### Essayez
Dans le texte à analyser, quel musicien joue le solo du morceau Triumph ?

### Texte à analyser
──────────
Sa vie changea profondément à partir de 2006. Devenu père de famille, il se dit que chacune de ses actions allait compter comme jamais auparavant, et il décida de ne plus s’engager tête baissée dans un projet ou un autre à moins d’avoir une motivation solide. Il arrêta aussi de fumer. « Et j’ai soudainement réalisé que beaucoup de mes problèmes et de ma paranoïa étaient provoqués par ma consommation de drogue. Ma consommation constante de marijuana et d’alcool avait contribué à construire une réalité dont certains aspects sont valables... mais qui est fausse en général. On fait des montagnes de tout et n’importe quoi... et au final, j’étais tellement occupé à faire des choses dangereuses psychologiquement parlant pour moi que j’avais énormément de mal à m’investir dans les choses qui donnent du plaisir en général dans l’existence. » L’album du Townsend Band enregistré pendant cette période, Synchestra, recevra un accueil mitigé. On commençait à critiquer la difficulté de Townsend à se renouveler, et la tendance de ce disque à basculer plus ostensiblement encore vers la pop – il était cependant loin de jouer du Beyoncé, comme lors des balances de ses concerts. Le disque apportait du nouveau au moins en termes de ton, d’humeur : Let it Roll, Triumph (avec un solo de Steve Vaï), Sunset… Townsend restait positif tout au long de l’album. Une chanson s’appelait même Babysong, quant à sa joie d’être devenu père. Il conçut Synchestra pour qu’il soit écouté d’une traite et en entier, ce qui n’avait pas toujours été évident avec ces précédents disques. L’album constituait le chant du cygne d’une aventure qui a suscité certains des meilleurs disques de rock progressif des années 1990 et 2000.
──────────
### Données enregistrées

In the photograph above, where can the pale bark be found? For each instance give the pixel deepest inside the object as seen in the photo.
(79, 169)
──────────
### Réponse ci-dessous
Steve Vaï.